> DIRECTIONS: Transcribe the records that follow, preserving every word.

> SUPPLIED DATA:
◆ ◆ ◆ ◆ ◆

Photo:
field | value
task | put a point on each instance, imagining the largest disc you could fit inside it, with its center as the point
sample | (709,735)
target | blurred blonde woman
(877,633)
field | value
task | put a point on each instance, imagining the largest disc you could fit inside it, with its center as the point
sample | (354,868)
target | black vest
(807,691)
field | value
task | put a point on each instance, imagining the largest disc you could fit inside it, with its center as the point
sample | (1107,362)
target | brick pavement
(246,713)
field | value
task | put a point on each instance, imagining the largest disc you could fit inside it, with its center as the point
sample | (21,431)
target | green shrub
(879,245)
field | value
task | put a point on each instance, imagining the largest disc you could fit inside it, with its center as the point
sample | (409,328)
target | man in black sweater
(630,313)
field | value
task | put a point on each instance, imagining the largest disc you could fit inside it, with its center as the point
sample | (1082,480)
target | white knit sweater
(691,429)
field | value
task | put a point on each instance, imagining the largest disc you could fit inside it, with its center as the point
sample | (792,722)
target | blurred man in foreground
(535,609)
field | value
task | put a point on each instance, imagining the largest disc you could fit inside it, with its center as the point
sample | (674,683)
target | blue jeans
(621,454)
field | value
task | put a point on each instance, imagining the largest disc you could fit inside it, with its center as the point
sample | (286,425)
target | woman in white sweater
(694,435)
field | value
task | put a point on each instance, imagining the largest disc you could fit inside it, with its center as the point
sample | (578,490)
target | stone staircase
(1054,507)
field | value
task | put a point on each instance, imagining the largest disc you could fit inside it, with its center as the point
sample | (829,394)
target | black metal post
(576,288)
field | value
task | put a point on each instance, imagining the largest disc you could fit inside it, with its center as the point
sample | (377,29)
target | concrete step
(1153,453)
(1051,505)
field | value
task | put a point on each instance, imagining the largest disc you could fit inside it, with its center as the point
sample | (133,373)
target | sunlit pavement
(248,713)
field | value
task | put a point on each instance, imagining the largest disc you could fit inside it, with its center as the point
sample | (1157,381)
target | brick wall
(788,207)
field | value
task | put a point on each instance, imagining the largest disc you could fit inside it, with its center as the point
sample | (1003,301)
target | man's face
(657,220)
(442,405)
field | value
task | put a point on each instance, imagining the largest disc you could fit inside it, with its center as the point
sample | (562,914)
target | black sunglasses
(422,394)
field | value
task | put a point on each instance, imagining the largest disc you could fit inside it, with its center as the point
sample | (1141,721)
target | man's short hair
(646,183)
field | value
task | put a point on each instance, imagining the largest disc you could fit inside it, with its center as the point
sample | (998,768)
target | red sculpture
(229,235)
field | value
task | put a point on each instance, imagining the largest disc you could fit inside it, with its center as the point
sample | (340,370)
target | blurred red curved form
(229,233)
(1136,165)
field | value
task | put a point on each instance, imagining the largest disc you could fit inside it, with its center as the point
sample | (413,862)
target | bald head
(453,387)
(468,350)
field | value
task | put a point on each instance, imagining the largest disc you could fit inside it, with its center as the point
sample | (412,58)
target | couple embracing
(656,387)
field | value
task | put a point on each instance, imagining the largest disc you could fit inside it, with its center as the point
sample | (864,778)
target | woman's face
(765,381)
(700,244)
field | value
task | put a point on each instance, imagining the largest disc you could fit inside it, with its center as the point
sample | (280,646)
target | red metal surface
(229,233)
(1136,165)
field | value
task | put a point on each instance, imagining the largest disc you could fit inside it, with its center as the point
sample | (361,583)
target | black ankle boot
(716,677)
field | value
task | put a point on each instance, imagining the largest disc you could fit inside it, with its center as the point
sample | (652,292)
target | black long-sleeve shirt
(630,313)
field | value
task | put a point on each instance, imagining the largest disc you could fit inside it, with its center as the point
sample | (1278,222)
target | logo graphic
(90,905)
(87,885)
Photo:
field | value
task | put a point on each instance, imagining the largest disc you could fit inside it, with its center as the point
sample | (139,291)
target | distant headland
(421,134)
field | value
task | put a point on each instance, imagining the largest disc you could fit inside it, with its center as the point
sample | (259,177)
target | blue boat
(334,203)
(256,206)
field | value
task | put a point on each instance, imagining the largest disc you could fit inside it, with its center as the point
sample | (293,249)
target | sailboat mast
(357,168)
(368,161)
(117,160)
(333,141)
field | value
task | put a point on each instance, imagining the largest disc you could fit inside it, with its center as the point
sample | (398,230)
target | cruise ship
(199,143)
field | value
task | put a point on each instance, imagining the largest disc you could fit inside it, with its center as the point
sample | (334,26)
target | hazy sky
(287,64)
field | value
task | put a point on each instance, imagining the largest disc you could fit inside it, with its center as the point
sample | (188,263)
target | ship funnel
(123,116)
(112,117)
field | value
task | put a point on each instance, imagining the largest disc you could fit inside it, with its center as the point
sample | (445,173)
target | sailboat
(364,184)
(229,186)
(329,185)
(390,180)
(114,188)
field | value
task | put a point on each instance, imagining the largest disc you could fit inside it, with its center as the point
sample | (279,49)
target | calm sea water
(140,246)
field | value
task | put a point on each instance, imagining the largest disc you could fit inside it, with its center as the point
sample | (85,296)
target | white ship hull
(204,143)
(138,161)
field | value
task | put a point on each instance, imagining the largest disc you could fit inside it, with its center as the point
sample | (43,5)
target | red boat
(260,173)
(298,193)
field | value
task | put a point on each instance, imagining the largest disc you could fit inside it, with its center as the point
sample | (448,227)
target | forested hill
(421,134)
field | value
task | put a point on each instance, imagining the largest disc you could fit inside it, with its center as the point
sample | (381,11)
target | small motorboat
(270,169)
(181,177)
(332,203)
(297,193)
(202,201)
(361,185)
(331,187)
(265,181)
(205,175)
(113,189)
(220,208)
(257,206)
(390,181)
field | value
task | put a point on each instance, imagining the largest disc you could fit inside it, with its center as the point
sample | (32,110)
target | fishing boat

◆ ◆ ◆ ◆ ◆

> ANSWER BELOW:
Photo:
field | value
task | put a point on each instance, imagining the largest disc you could fit inside it, with its center as the point
sample | (709,735)
target | blurred blonde woman
(877,633)
field | value
task | put a point on each instance, imagining the largest disc you could fit inside it, with its center as the point
sample | (354,868)
target | black vest
(807,691)
field | value
task | put a point on each instance, imagining the largest disc you could fit inside it, with its center as the point
sample | (1107,362)
target | brick pavement
(246,713)
field | value
task | put a point on each instance, imagining the largest disc you could fit inside it, with its center as the point
sample | (21,431)
target | green shrub
(879,245)
field | value
task | put a point on each instance, imagining the largest disc you could fit inside it, with its center as the point
sample | (409,328)
target | man in black sweater
(630,313)
field | value
task | put a point on each instance, imagining the largest disc you could fit inside it, with its center as the point
sample | (1082,480)
target | white knit sweater
(691,429)
field | value
task | put a point on each instance, imagining the largest disc you could fit inside it, with its center as the point
sample | (792,722)
target | blurred man in foreground
(535,609)
field | value
task | put a point on each instance, imagining the largest disc you could fit inside it, with its center as the point
sample | (674,683)
target | blue jeans
(621,454)
field | value
task | put a point on each instance, imagining the largest disc you could fit inside it, with its center as the point
sample | (286,425)
target | woman in white sweater
(694,435)
field | value
task | put a point on each instance, imagining the largest disc you could fit inside it, with its center as the point
sample | (578,490)
target | stone staircase
(1054,507)
field | value
task | put a point on each instance, imagining the largest disc you could fit inside it, with its center as the point
sample | (829,394)
target | black metal post
(576,288)
field | value
task | put a point on each instance, imagining the largest disc you could fit inside it, with its center as the point
sample | (377,29)
target | concrete step
(1153,453)
(1051,505)
field | value
task | put a point on each instance, imagining the largest disc you could fit inside it, with its center as the point
sample | (133,373)
target | sunlit pavement
(248,713)
field | value
task | put a point on each instance, imagining the largest disc you could fit inside it, with its center as the point
sample | (1157,381)
target | brick wall
(788,207)
field | value
task | put a point on each instance, imagining the largest disc you could fit inside it, with its center as the point
sample | (1003,301)
target | man's face
(657,220)
(442,405)
field | value
task | put a point on each instance, imagining the largest disc you could fit inside it, with its center as the point
sample | (562,914)
target | black sunglasses
(422,394)
field | value
task | put a point on each instance, imagining the largest disc you could fit inside it, with its center as the point
sample | (1141,721)
target | man's short hair
(646,183)
field | value
task | put a point on each instance, imagining the largest disc you could fit inside it, with its center as the point
sample | (998,768)
target | red sculpture
(229,235)
field | value
task | put a point on each instance, imagining the largest disc you could fit inside it, with its center as the point
sample | (340,370)
target | blurred red curved form
(229,233)
(1136,165)
field | value
task | put a point on each instance, imagining the largest disc you could fit inside it, with its center as the point
sample | (413,862)
target | bald head
(453,387)
(468,350)
field | value
task | put a point on each instance, imagining the largest disc you could fit inside it, with its center as the point
sample | (412,58)
target | couple embracing
(656,387)
field | value
task | put a point on each instance, imagining the largest disc you could fit inside it, with its center as the point
sample | (864,778)
target | woman's face
(765,381)
(700,244)
field | value
task | put a point on each instance, imagining the largest disc you could fit inside it, with its center as the point
sample | (280,646)
target | red metal surface
(229,233)
(1136,165)
field | value
task | put a point on each instance, imagining the largest disc you could fit inside it, with its center as the point
sample | (361,583)
target | black ankle boot
(716,677)
field | value
task | put a point on each instance, imagining the largest disc you could fit inside it, with its center as the point
sample | (652,292)
target | black long-sleeve shirt
(630,313)
field | value
task | put a point on each instance, imagining the largest disc you could fit inside it, with its center as the point
sample | (1278,222)
target | logo graphic
(90,905)
(87,885)
Photo:
field | value
task | put a point on each instance, imagining the largest disc you could fit inside it, with its center as the point
sample | (139,291)
target | distant headland
(421,134)
field | value
task | put a point on each instance, imagining the largest disc you could fit inside it, with its center as the point
sample | (259,177)
target | blue boat
(334,203)
(256,206)
field | value
task | put a point on each instance, imagining the largest disc you could fit inside it, with its center as the point
sample | (293,249)
target | sailboat mast
(357,168)
(368,161)
(117,160)
(333,141)
field | value
task | put a point on each instance, imagining the largest disc you could fit inside it, with its center as the point
sample | (398,230)
target | cruise ship
(199,143)
field | value
task | put a point on each instance, imagining the largest disc you could fit inside it, with its center as the point
sample | (334,26)
target | hazy sky
(287,64)
field | value
task | put a point on each instance, imagining the largest disc you could fit inside it, with its center as the point
sample | (188,263)
target | ship funnel
(123,116)
(112,117)
field | value
task | put a point on each instance, imagining the largest disc you could fit inside it, with its center as the point
sample | (445,173)
target | sailboat
(364,184)
(229,186)
(329,185)
(390,180)
(114,188)
field | value
task | put a point on each instance, imagining the largest disc you could fit inside it, with its center as the point
sample | (279,49)
target | calm sea water
(140,246)
field | value
task | put a point on each instance, imagining the largest disc you could fit inside it, with its center as the point
sample | (85,296)
target | white ship hull
(204,143)
(138,161)
field | value
task | put a point on each instance, imagining the largest disc you could fit inside it, with its center as the point
sample | (43,5)
target | red boat
(260,173)
(298,193)
field | value
task | put a point on each instance, imagining the largest disc you could fit inside it, with its center as the point
sample | (448,227)
target | forested hill
(421,134)
field | value
task | put a point on each instance, imagining the largest disc you could fit inside it, with its center as the point
sample | (381,11)
target | small motorboat
(270,169)
(181,177)
(332,203)
(297,193)
(202,201)
(361,185)
(331,187)
(265,181)
(205,175)
(113,189)
(220,208)
(257,206)
(390,181)
field | value
task | put a point on each instance, imagining the largest disc you could fit inside it, with its center as the point
sample | (32,110)
target | fishing boat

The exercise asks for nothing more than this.